• **Consigne**: Recopiez à l'identique l'intégralité des données ci-dessous, en omettant les images.

• **Données d'entrée**:
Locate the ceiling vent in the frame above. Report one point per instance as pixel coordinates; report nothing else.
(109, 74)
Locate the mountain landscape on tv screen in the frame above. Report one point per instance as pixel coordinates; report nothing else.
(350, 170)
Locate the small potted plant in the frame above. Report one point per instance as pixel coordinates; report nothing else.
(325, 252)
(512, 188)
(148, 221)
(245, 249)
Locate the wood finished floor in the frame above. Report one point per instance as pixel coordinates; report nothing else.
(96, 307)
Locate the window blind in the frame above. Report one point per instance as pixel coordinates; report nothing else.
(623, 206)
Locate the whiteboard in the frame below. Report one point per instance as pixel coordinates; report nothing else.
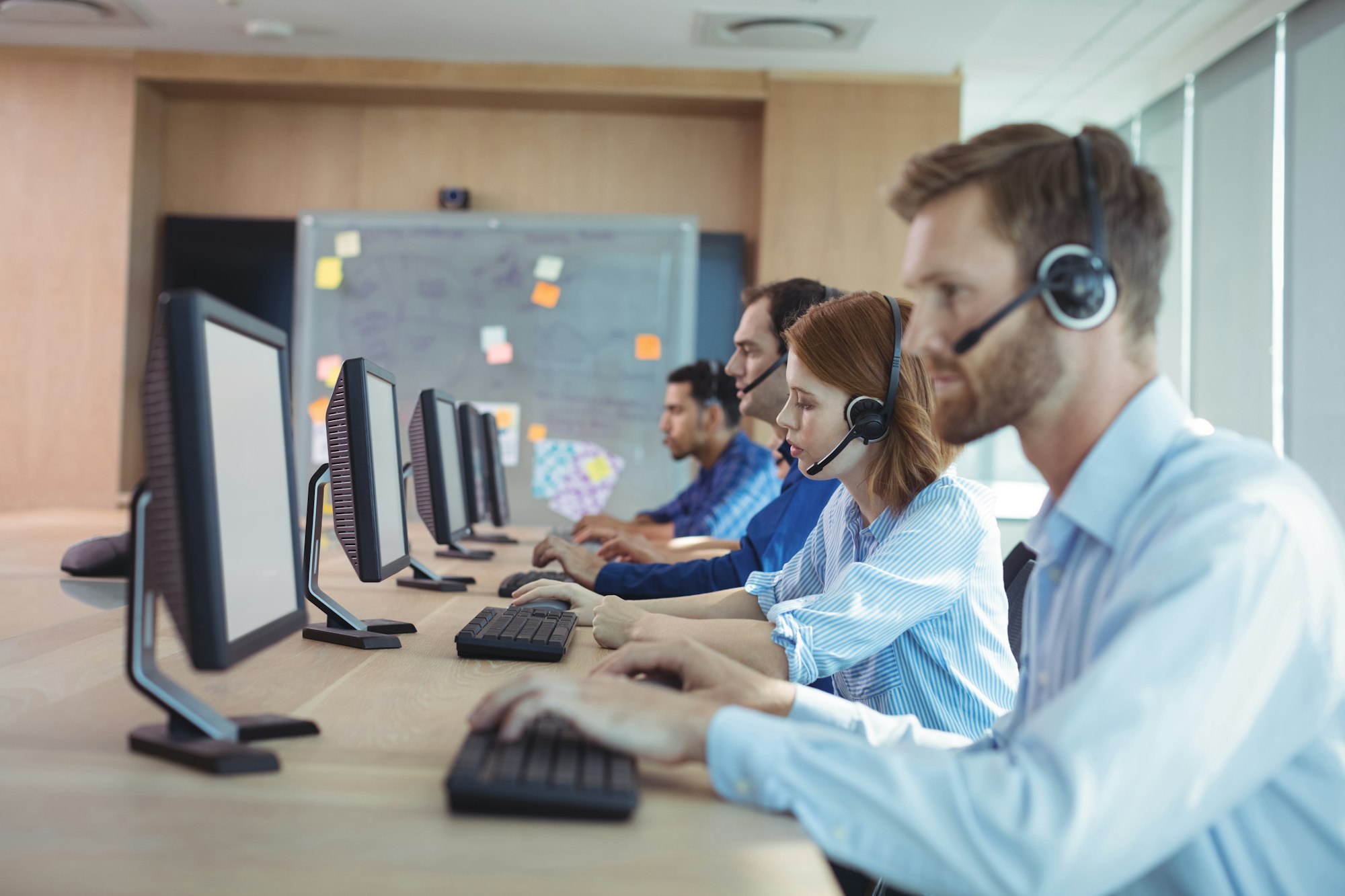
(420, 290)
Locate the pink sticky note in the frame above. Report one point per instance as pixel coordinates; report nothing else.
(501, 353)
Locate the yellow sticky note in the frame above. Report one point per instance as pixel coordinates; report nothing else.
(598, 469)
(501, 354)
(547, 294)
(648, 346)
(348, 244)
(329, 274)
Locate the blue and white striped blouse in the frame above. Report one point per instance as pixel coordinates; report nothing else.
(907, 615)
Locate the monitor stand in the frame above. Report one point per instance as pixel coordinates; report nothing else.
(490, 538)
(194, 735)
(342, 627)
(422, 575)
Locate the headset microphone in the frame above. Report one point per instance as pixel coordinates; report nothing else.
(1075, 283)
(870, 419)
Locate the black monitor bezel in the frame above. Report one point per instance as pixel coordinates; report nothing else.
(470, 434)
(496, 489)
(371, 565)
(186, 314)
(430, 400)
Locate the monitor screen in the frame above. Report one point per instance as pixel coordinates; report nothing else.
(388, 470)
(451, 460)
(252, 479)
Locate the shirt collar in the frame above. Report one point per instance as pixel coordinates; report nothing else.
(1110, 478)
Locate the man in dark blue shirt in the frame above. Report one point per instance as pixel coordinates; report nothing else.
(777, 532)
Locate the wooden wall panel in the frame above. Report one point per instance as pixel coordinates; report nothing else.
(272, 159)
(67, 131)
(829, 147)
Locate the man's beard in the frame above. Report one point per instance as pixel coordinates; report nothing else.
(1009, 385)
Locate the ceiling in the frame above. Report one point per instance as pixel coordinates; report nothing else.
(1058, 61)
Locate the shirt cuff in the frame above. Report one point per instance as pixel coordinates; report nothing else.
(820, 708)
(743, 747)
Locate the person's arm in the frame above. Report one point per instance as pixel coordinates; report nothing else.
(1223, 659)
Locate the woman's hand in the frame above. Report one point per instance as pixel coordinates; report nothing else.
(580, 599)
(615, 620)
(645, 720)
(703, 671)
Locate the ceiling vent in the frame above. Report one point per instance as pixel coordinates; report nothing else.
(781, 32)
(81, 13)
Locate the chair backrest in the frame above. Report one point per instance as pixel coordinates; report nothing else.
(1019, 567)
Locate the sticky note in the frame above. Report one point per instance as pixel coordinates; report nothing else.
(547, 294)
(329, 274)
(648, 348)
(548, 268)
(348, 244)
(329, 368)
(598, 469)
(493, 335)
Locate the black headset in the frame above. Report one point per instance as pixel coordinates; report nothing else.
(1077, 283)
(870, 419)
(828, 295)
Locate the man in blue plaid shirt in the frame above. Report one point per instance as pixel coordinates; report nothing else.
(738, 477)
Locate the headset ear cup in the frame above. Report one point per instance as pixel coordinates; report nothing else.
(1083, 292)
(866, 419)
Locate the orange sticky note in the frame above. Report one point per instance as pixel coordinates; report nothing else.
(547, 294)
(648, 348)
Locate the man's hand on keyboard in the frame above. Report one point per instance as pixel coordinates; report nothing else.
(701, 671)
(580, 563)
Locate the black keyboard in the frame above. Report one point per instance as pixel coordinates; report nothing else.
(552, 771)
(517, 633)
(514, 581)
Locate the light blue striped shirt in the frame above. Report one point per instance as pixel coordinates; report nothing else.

• **Résultat**:
Locate the ceiling vent in the frame above. Report one point per instance as pixel coordinates; report nothing else.
(109, 74)
Locate the mountain landscape on tv screen in the frame above. Report one point per instance as pixel coordinates; report nothing else.
(350, 170)
Locate the small potted plant in the frame above. Report one point per instance as pixel coordinates; report nothing else.
(325, 252)
(512, 188)
(148, 221)
(245, 249)
Locate the wood finished floor in the frame above. Report one point per instance as pixel coordinates; report nothing else.
(96, 307)
Locate the window blind in the frame above. Report one point per instance as pixel coordinates; report nothing else.
(623, 206)
Locate the whiteboard in the frame below. Report one point per instance as pixel coordinates; report nothing else.
(420, 290)
Locate the pink sticky note in the frame above. Report one point per instance as pixel coordinates; report nothing else.
(501, 353)
Locate the yellow sticky note in the frame above. Report one point per instance as pixel coordinates; report nothing else.
(598, 469)
(501, 354)
(547, 294)
(648, 346)
(348, 244)
(329, 274)
Locate the blue and white striped blouse in the frame above. Report one point per instance as pixel coordinates; report nothing else.
(907, 615)
Locate the monitor stand in the frame above. Report one point per instance as pixel coordinates; report nothing else.
(490, 538)
(194, 735)
(342, 627)
(422, 575)
Locate the headset microphone in the frame above. Report one point per instance as pixel coordinates; report nothing else.
(1075, 283)
(870, 419)
Locate the black monitor bezel in the frame above. Report one point per instance as pixel coordinates; report nothing else.
(470, 434)
(496, 489)
(371, 565)
(186, 314)
(430, 400)
Locate the monitor screen in the frame above. Report one point per instance as pixel coordinates; report nothing else.
(388, 470)
(451, 460)
(252, 479)
Locate the shirt collar in the frame above. Report one point per instance as pixel coordinates; report nothing else.
(1110, 478)
Locate the man in dark blue shirt in the frame above. Report one point per instance as pixel coordinates; report nothing else.
(777, 532)
Locate the wooden wall panel in the frame above. Report one point per instance as pixel coordinates; report nothing else.
(272, 159)
(67, 131)
(829, 147)
Locate the man's beard in the frame above. Report one point per instance as pixel coordinates; report nothing else.
(1009, 385)
Locate the ceiling in the frame above. Report one point per instance as pixel coordinates; report nothing else.
(1058, 61)
Locate the shirt cuff in the frame above. Report one point per instance as pixel coordinates; report nothing else.
(820, 708)
(743, 747)
Locate the person's arm in the frame above. Report one point per instance as pixel coordinates; report nothing else.
(1223, 659)
Locate the woman's hand in the frame above. Report one point per instance as pixel coordinates; report nothing else.
(580, 599)
(615, 620)
(645, 720)
(703, 671)
Locate the ceiling vent in the frame above. Report one point per instance as pixel coordinates; report nothing else.
(781, 32)
(81, 13)
Locate the chair backrest in the frame above. Report one point per instance as pixel coordinates; report nothing else.
(1019, 567)
Locate the sticky note in the frame above. Report one point per instance as pixel coordinates; report nothing else.
(547, 294)
(329, 274)
(648, 348)
(548, 268)
(348, 244)
(329, 368)
(598, 469)
(493, 335)
Locate the black headset in the frame above. Report one point per instance as pixel coordinates; report nothing else.
(1077, 283)
(870, 419)
(828, 295)
Locate the man in blue plaid shirt in the frame above. Report one point per instance as pixel coordinates; report nothing else.
(738, 477)
Locate the headset ear cup in the frame above. Report one point per instance as pixel coordinates; report nothing else.
(1083, 292)
(866, 419)
Locate the orange sticky note in the frame above. Report one point per instance as pixel coordinates; report nothing else.
(547, 294)
(648, 348)
Locate the man's hand on keyboard in the frame above. Report one point per instance as pixel coordinates; report nothing else.
(701, 671)
(580, 563)
Locate the black keyboard in the frame above. Report one point per instance as pixel coordinates; report nothing else.
(552, 771)
(517, 633)
(514, 581)
Locate the light blue striped shirt in the frame above. Report one point per instance as pixel coordinates; report nothing else.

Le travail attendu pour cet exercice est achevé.